### THINGS TO DO
1 - Please write out the Bearwood passage from "Parish: Arborfield and" to "here c 1820.", keeping every word unchanged.
2 - According to the Bearwood passage, who built the rock garden, and over what years?

### SELECTION

◇ ◇ ◇

District: Wokingham (Unitary Authority)
Parish: Arborfield and Newland
District: Wokingham (Unitary Authority)
District: Wokingham (Unitary Authority)
National Grid Reference: SU 77598 68769
A C19 landscape park and woodland surrounding a Victorian country house standing on formal terraces, with a Pulhamite rock and water garden of c 1ha. William Sawrey Gilpin was employed here c 1820.
In 1816 John Walter II (d 1847), the chief proprietor of The Times newspaper, bought the Bearwood estate, employing J W Sanderson to build a modest classical villa (complete by 1822) and enlarging the lake to c 20ha. Around 1819-20 William Sawrey Gilpin (1762-1843) worked here whilst still employed as a drawing master at the nearby Royal Military College, Sandhurst, this being one of his first landscape gardening commissions. By 1822 David Stewart was directing the work (Piebenga 1993), to whom John Claudius Loudon attributed the layout in 1833 (Gardener's Mag). John Walter III inherited the property and his father's interest in The Times. He rebuilt the house, 1865-74, using the architect Robert Kerr to design the massive pile, and employed James Tegg as Head Gardener. `Of the many new features added during Mr Tegg's charge was the planting of the Wellingtonia Avenue, the layout of a new kitchen garden, the sunken hardy plant garden [rock garden] near the mansion, and the gradual extension of the pleasure grounds in various directions' (The Garden 1902). The rock garden was in fact built by Pulham and Company from 1879 to 1885. Large portions of the estate were sold in 1911, but the house failed to find a buyer, becoming a military convalescent home during the First World War. In 1919 Sir Thomas Devitt and Sir Alfred Yarrow bought the house and c 250ha, presenting them as a new home for the Merchant Seamen's Orphanage, which subsequently developed into a boarding school, in which use the house and immediate grounds remain. A large portion of the park is given over to playing fields and two golf courses (1998).
LOCATION, AREA, BOUNDARIES, LANDFORM, SETTING Bearwood College lies 3km west of the centre of Wokingham, at the southern edge of the small village of Sindlesham. The c 195ha site is bounded to the west largely by the B3030 Mole Road, to the east by Bearwood Road, and to the north by the lane connecting Mole and Bearwood Roads. Two green lanes bound the south-west and south sides, respectively Gravelpithill Lane and Coombes Lane. The undulating ground slopes generally from south to north, the setting being largely agricultural and wooded, with the village of Barkham lying at the south-east corner and Sindlesham adjacent to the north. The small parks of Newlands and St Catherine's Lodges lie to the south-west and east respectively, with the Gothic Revival parish church of St Catherine, built by John Walter II (J H Good 1846, listed grade II) standing opposite Church Lodge on the east boundary, the west door of the church aligned on the drive to the west.
ENTRANCES AND APPROACHES The main drive enters off the north end of Bearwood Road, 500m north of the house, past Main Lodge, formerly known as Sindlesham Lodge, a single-storey brick building with an octagonal wing lying adjacent to the drive (mid C19, listed grade II). The drive extends south from here, initially flanked by banks of evergreen shrubs, opening out 400m north of the house from where it is flanked by broad open lawns and a 250m long Wellingtonia (Sequoiadendron giganteum) avenue. Some 75m north of the house the drive enters the entrance court, between brick and stone gate piers flanked by pedestrian gateways. The large, open court, laid largely to tarmac and now (1998) a car park, is dominated on its south side by the north front of the house, entered via a large porte-cochère. The court is bounded to the east by a C19 service wing, to the west by the school chapel (Sir H Baker 1934-5, listed grade II), and to the north largely by a late C20 theatre. A broad gateway at the south-west corner, flanked by brick and stone gate piers, gives direct access to the west garden terrace.

◇ ◇ ◇

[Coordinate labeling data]

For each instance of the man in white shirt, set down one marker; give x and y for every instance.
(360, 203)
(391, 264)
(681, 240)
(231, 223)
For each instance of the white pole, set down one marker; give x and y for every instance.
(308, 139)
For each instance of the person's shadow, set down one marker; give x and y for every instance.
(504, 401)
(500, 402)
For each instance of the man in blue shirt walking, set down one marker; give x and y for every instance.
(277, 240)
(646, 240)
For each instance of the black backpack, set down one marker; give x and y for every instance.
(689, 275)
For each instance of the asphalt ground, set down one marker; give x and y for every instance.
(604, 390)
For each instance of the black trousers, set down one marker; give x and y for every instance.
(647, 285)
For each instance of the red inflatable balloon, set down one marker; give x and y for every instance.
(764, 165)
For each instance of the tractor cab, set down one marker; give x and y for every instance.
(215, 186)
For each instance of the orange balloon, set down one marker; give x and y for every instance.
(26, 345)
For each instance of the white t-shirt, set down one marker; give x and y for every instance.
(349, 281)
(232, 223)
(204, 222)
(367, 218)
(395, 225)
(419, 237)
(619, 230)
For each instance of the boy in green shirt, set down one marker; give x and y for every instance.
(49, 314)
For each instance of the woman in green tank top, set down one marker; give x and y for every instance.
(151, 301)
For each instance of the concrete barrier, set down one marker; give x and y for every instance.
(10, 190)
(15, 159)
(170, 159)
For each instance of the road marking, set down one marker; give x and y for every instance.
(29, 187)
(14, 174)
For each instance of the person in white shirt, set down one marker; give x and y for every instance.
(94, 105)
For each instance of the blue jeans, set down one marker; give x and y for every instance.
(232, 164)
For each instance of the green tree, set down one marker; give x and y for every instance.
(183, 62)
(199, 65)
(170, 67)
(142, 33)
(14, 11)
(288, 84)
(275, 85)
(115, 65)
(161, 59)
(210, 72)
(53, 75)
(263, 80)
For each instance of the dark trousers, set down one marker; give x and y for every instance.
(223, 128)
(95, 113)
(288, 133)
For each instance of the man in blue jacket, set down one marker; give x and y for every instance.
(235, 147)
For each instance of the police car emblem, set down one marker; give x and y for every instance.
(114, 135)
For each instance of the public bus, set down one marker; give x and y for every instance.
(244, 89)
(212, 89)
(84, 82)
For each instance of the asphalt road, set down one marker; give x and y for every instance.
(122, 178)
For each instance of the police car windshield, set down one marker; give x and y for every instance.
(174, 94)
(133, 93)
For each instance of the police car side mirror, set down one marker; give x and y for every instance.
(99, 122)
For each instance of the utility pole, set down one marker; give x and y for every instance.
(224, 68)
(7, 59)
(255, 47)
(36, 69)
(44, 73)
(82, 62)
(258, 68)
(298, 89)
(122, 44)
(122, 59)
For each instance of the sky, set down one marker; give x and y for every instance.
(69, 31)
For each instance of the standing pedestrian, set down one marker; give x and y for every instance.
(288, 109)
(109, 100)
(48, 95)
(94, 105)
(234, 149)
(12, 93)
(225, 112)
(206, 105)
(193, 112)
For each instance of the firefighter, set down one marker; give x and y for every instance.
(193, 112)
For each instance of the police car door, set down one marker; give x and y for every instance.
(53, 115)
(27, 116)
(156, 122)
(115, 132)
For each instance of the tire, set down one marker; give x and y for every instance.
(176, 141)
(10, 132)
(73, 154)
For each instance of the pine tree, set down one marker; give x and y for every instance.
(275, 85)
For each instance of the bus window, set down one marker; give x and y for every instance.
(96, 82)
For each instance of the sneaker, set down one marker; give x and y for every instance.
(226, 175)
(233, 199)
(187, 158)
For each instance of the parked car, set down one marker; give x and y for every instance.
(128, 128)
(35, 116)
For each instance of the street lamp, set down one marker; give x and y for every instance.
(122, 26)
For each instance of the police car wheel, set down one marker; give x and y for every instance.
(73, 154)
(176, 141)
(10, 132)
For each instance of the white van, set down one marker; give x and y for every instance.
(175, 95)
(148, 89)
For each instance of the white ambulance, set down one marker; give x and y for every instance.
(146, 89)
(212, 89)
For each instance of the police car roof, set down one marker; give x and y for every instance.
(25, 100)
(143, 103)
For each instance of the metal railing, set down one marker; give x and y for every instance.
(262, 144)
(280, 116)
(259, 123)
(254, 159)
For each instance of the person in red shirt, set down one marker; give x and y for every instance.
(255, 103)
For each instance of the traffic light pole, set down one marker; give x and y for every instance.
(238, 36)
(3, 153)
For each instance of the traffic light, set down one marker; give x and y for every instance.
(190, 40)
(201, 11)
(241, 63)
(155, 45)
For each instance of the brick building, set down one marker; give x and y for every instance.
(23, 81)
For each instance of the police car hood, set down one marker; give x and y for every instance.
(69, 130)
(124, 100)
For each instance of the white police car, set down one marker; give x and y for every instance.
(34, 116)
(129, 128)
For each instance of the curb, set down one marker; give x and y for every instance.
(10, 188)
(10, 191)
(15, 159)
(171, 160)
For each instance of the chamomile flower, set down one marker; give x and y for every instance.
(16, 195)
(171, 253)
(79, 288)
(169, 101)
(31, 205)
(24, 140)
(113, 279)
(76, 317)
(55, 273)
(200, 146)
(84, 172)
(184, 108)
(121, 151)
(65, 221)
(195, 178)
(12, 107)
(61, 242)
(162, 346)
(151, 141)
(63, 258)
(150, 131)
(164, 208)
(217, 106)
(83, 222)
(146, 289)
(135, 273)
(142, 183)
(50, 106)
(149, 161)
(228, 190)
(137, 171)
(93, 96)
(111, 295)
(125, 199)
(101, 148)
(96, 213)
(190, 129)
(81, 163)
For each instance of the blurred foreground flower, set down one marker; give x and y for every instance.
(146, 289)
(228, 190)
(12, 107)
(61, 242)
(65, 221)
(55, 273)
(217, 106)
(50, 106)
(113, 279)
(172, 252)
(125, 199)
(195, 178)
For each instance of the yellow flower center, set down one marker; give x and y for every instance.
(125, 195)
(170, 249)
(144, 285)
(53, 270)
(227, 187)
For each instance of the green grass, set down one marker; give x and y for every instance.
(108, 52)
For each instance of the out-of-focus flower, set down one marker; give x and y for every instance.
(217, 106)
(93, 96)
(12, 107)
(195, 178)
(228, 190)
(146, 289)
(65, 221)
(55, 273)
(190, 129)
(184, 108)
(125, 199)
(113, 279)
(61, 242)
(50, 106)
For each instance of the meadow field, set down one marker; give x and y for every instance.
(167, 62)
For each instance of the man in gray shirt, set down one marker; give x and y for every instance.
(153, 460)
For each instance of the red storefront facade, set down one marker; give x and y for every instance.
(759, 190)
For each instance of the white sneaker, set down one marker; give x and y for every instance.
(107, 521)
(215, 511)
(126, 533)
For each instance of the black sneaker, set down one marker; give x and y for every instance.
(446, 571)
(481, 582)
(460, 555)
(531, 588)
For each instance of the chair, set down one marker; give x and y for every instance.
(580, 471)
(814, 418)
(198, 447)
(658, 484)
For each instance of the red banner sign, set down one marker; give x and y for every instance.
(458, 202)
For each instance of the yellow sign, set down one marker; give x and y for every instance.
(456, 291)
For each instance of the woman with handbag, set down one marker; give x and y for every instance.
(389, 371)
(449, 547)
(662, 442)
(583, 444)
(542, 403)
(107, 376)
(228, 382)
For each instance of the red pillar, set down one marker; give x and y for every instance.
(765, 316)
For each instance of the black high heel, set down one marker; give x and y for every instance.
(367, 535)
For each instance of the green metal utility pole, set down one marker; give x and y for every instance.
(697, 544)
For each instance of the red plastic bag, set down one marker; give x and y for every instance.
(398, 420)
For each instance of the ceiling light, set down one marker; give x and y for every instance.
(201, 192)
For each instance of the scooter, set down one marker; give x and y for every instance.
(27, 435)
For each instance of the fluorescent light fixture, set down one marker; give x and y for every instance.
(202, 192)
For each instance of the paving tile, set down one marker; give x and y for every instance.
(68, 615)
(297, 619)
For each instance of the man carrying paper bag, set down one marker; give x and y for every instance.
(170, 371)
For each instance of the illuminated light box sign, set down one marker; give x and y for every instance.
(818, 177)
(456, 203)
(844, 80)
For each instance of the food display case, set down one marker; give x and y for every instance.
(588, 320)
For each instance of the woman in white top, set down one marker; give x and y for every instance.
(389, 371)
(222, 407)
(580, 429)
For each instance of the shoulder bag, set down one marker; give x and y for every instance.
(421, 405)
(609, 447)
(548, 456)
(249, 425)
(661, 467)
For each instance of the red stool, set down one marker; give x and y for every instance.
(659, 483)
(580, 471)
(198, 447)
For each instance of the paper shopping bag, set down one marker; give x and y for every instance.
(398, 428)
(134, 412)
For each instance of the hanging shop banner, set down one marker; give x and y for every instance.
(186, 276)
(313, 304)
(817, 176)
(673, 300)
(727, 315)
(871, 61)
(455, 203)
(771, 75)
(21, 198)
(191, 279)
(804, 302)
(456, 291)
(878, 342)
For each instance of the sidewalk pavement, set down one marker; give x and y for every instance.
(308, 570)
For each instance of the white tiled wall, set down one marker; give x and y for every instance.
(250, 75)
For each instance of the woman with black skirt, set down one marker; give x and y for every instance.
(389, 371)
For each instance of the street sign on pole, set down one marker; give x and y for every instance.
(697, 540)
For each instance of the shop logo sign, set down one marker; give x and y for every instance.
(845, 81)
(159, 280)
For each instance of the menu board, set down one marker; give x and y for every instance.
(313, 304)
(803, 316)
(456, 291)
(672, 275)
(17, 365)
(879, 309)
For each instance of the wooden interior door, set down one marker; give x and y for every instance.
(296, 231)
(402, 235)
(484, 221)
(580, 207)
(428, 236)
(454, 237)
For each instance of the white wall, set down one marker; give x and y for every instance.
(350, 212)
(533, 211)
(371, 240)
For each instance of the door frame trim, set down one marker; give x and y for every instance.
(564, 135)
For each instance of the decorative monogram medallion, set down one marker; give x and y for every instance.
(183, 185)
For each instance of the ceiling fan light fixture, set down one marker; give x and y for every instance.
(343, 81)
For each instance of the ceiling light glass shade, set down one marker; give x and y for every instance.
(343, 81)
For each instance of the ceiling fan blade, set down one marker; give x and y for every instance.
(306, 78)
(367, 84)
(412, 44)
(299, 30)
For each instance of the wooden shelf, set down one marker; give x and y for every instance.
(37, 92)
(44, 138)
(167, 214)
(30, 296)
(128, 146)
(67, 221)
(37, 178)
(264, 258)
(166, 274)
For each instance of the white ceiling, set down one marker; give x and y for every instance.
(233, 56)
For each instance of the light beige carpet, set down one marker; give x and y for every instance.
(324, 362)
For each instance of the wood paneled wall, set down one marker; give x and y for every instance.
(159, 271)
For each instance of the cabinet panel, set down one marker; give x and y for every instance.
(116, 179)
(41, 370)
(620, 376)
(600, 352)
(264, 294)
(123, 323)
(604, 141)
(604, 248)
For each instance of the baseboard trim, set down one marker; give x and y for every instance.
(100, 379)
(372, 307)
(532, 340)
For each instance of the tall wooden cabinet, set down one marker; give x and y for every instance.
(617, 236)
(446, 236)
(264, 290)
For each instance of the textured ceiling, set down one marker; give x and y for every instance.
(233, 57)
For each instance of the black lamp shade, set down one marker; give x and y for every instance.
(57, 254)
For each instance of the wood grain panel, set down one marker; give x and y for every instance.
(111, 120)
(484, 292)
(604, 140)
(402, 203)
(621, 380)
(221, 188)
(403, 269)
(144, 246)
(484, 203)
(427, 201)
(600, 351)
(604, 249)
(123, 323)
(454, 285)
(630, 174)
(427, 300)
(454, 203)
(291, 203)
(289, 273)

◇ ◇ ◇

### THE REPLIES
1 -
Parish: Arborfield and Newland
District: Wokingham (Unitary Authority)
District: Wokingham (Unitary Authority)
National Grid Reference: SU 77598 68769
A C19 landscape park and woodland surrounding a Victorian country house standing on formal terraces, with a Pulhamite rock and water garden of c 1ha. William Sawrey Gilpin was employed here c 1820.

2 - Pulham and Company built it from 1879 to 1885.